**WORK REQUIRED:** Everything from the first line of the data through the line with "Target: soldier in camouflage uniform" is to be echoed exactly, minus the pictures.
━━ DATA EXTRACT
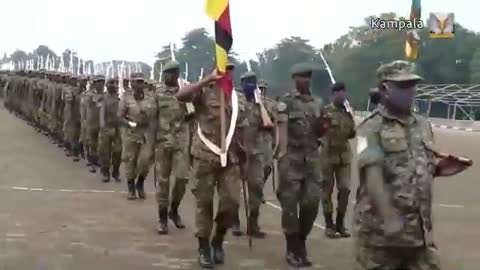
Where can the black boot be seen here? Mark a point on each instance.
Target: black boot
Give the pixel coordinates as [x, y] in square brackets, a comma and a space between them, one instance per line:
[105, 175]
[292, 255]
[217, 246]
[302, 252]
[340, 226]
[175, 217]
[329, 226]
[236, 231]
[205, 254]
[131, 190]
[254, 229]
[162, 221]
[140, 187]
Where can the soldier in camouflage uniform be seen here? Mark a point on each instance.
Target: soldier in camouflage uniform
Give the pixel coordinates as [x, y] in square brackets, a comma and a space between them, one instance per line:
[207, 172]
[257, 140]
[138, 114]
[299, 117]
[336, 157]
[70, 114]
[109, 140]
[83, 118]
[396, 163]
[172, 151]
[93, 119]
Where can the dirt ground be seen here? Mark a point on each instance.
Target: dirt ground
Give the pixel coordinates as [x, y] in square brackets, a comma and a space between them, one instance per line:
[55, 215]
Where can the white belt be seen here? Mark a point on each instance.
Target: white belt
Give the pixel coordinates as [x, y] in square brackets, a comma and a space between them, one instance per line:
[233, 120]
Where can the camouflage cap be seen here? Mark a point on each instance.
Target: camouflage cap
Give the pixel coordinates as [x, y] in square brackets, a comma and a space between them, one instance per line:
[248, 74]
[397, 71]
[262, 83]
[300, 68]
[137, 76]
[97, 78]
[171, 65]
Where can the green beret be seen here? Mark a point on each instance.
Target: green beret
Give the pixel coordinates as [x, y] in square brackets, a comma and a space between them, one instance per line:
[248, 74]
[300, 68]
[97, 78]
[137, 76]
[171, 65]
[262, 83]
[397, 71]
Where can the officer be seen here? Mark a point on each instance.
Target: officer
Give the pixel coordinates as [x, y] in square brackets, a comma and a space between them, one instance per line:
[300, 126]
[336, 157]
[397, 164]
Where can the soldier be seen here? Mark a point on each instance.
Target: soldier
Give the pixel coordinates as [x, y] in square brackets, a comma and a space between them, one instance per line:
[70, 113]
[256, 140]
[93, 119]
[172, 151]
[109, 141]
[300, 125]
[83, 118]
[336, 158]
[138, 113]
[207, 173]
[396, 163]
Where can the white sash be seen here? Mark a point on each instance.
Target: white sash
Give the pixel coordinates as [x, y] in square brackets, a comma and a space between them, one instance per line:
[233, 121]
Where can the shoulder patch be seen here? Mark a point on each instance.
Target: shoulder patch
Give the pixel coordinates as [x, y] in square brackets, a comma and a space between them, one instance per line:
[281, 106]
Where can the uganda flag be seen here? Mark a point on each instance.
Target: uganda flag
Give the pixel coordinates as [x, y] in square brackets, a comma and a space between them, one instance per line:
[413, 39]
[219, 11]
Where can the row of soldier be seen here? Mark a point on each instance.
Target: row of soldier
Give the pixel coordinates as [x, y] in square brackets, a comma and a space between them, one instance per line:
[151, 124]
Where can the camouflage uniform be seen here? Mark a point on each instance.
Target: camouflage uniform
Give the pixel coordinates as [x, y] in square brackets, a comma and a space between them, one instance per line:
[258, 144]
[138, 142]
[92, 103]
[208, 174]
[336, 157]
[299, 184]
[401, 149]
[109, 140]
[172, 151]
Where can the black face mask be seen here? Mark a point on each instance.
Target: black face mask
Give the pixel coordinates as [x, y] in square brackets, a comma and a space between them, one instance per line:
[399, 97]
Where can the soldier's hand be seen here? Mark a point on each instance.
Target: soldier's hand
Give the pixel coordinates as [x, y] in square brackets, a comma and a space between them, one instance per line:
[393, 225]
[214, 76]
[451, 165]
[325, 124]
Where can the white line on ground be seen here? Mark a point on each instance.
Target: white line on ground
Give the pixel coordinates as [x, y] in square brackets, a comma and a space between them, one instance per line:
[115, 191]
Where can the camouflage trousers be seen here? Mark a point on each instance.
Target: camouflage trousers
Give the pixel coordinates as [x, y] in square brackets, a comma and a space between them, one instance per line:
[255, 176]
[339, 173]
[109, 150]
[206, 175]
[298, 192]
[171, 162]
[92, 142]
[137, 158]
[396, 258]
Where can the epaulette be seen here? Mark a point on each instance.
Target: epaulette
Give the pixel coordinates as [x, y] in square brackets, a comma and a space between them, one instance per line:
[370, 116]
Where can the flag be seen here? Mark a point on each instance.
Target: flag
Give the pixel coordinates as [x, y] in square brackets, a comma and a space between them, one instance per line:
[413, 39]
[219, 11]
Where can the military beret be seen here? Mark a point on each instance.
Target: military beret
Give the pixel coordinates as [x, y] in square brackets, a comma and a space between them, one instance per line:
[301, 68]
[248, 74]
[138, 76]
[397, 71]
[97, 78]
[262, 83]
[171, 65]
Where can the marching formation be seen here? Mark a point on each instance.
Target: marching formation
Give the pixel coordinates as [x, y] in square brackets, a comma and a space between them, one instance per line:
[298, 141]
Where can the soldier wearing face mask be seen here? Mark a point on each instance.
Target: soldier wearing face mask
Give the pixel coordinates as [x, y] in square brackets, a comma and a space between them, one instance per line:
[336, 159]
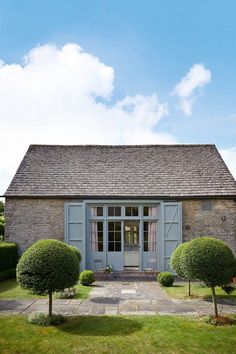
━━━━
**OUTPUT OF THE EXERCISE:**
Where can the black boot be seen here? Mark a point on each instance.
Target: black boot
Give the pixel coordinates as [x, y] in square brackets, a comma and a space between them, one instance per line:
[105, 175]
[292, 255]
[217, 246]
[302, 252]
[340, 226]
[175, 217]
[329, 226]
[236, 231]
[205, 254]
[131, 190]
[254, 229]
[162, 221]
[140, 187]
Where can the soldier in camouflage uniform be seen here? Mark a point on each instance.
Target: soldier in camouflage uniform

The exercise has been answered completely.